##### Listed entries #####

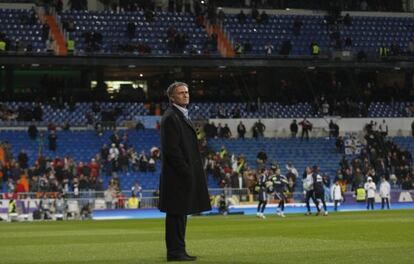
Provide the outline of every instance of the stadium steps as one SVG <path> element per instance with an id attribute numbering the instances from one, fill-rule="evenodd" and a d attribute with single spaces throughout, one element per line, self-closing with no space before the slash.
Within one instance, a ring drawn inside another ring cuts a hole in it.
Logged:
<path id="1" fill-rule="evenodd" d="M 57 52 L 58 55 L 67 55 L 68 50 L 66 48 L 65 38 L 59 29 L 55 17 L 52 15 L 45 15 L 44 20 L 49 25 L 52 38 L 56 41 L 57 48 L 55 52 Z"/>
<path id="2" fill-rule="evenodd" d="M 209 36 L 213 33 L 217 34 L 217 48 L 221 56 L 225 58 L 233 58 L 236 55 L 234 53 L 233 44 L 230 39 L 227 38 L 224 31 L 220 27 L 213 26 L 208 22 L 205 22 L 204 25 Z"/>

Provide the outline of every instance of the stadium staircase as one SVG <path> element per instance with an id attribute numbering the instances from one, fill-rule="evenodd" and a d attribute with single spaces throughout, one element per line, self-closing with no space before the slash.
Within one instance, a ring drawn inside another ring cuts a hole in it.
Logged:
<path id="1" fill-rule="evenodd" d="M 56 42 L 56 53 L 57 55 L 65 56 L 68 53 L 68 50 L 66 48 L 66 41 L 65 37 L 63 36 L 59 26 L 58 22 L 56 21 L 56 17 L 53 15 L 44 15 L 44 21 L 49 25 L 50 28 L 50 34 L 52 38 Z"/>
<path id="2" fill-rule="evenodd" d="M 235 56 L 233 44 L 230 39 L 224 33 L 221 27 L 216 25 L 211 25 L 210 23 L 205 22 L 205 28 L 209 36 L 215 33 L 217 34 L 217 48 L 221 56 L 225 58 L 233 58 Z"/>

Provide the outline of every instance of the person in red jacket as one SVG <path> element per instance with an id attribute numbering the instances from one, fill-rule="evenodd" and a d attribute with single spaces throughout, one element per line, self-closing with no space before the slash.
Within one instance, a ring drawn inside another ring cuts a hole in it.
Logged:
<path id="1" fill-rule="evenodd" d="M 299 125 L 302 127 L 301 140 L 303 140 L 304 136 L 306 136 L 306 140 L 309 140 L 309 131 L 312 131 L 312 123 L 305 117 L 301 122 L 299 122 Z"/>

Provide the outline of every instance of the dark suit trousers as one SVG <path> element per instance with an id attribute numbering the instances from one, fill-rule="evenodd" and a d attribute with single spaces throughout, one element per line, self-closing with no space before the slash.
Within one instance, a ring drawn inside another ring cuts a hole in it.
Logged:
<path id="1" fill-rule="evenodd" d="M 171 215 L 165 218 L 165 242 L 168 256 L 181 256 L 185 251 L 186 215 Z"/>

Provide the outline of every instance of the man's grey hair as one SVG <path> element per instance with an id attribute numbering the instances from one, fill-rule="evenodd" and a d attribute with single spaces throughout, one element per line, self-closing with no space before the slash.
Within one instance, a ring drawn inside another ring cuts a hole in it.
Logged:
<path id="1" fill-rule="evenodd" d="M 171 97 L 173 95 L 173 93 L 175 92 L 175 89 L 179 86 L 185 86 L 188 88 L 188 84 L 184 83 L 184 82 L 173 82 L 172 84 L 170 84 L 170 86 L 168 86 L 167 88 L 167 96 L 168 99 L 171 101 Z"/>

#####

Instructions to follow
Reproduce the material in full, word for word, and omit the pictures.

Solution to this problem
Provide the outline of every instance of the stadium steps as one SVG <path> element per instance with an id attribute numbering the instances from one, fill-rule="evenodd" and a d attribute with single spaces throughout, one element per line, self-closing with no space before the slash.
Within one instance, a ring drawn inside another ring cuts a hole in it.
Logged:
<path id="1" fill-rule="evenodd" d="M 57 52 L 58 55 L 67 55 L 68 50 L 66 48 L 65 38 L 59 29 L 55 17 L 52 15 L 45 15 L 44 20 L 49 25 L 52 38 L 56 41 L 57 48 L 55 52 Z"/>
<path id="2" fill-rule="evenodd" d="M 209 36 L 213 33 L 217 34 L 217 48 L 221 56 L 225 58 L 233 58 L 236 55 L 234 53 L 233 44 L 230 39 L 227 38 L 224 31 L 220 27 L 213 26 L 208 22 L 205 22 L 204 25 Z"/>

Provide the outline of every instance of the stadium staircase as one SVG <path> element per instance with an id attribute numbering the instances from one, fill-rule="evenodd" and a d attribute with single spaces throughout, one element per line, self-closing with no space before the slash.
Within one instance, a ring drawn inside another ring cuts a hole in it.
Logged:
<path id="1" fill-rule="evenodd" d="M 56 42 L 56 53 L 57 55 L 65 56 L 68 53 L 68 50 L 66 48 L 66 41 L 65 37 L 63 36 L 59 26 L 58 22 L 56 21 L 56 17 L 53 15 L 44 15 L 44 21 L 49 25 L 50 28 L 50 34 L 52 38 Z"/>
<path id="2" fill-rule="evenodd" d="M 235 56 L 233 44 L 230 39 L 224 33 L 221 27 L 216 25 L 211 25 L 210 23 L 205 22 L 205 28 L 209 36 L 215 33 L 217 34 L 217 48 L 221 56 L 225 58 L 233 58 Z"/>

Provide the outline of every instance of the person in red jacket as one SVG <path> element per instance with an id attribute numbering the instances from one, fill-rule="evenodd" and a d attribute with single spaces throughout, one element per line, self-closing with no space before the slash.
Within one instance, a ring drawn inside another ring cuts a hole in it.
Logged:
<path id="1" fill-rule="evenodd" d="M 299 125 L 302 127 L 301 140 L 303 140 L 304 136 L 306 136 L 306 140 L 309 140 L 309 131 L 312 131 L 312 123 L 305 117 L 301 122 L 299 122 Z"/>

Provide the outline of every instance of the dark suit trousers as one SVG <path> element per instance with an id attribute numbering the instances from one, fill-rule="evenodd" and a d attribute with single spaces throughout, one element per line, self-closing with no space before the slash.
Within one instance, a ring drawn inside another ring cuts a hole in it.
Logged:
<path id="1" fill-rule="evenodd" d="M 171 215 L 165 218 L 165 242 L 168 256 L 181 256 L 185 251 L 186 215 Z"/>

Provide the outline of every instance of the man's grey hair as one SVG <path> element per instance with an id attribute numbering the instances from one, fill-rule="evenodd" and a d attribute with single spaces throughout, one element per line, self-closing with no space before the slash.
Within one instance, a ring drawn inside another ring cuts a hole in it.
Logged:
<path id="1" fill-rule="evenodd" d="M 171 97 L 173 95 L 173 93 L 175 92 L 175 89 L 179 86 L 185 86 L 188 88 L 188 84 L 184 83 L 184 82 L 173 82 L 172 84 L 170 84 L 170 86 L 168 86 L 167 88 L 167 96 L 168 99 L 171 101 Z"/>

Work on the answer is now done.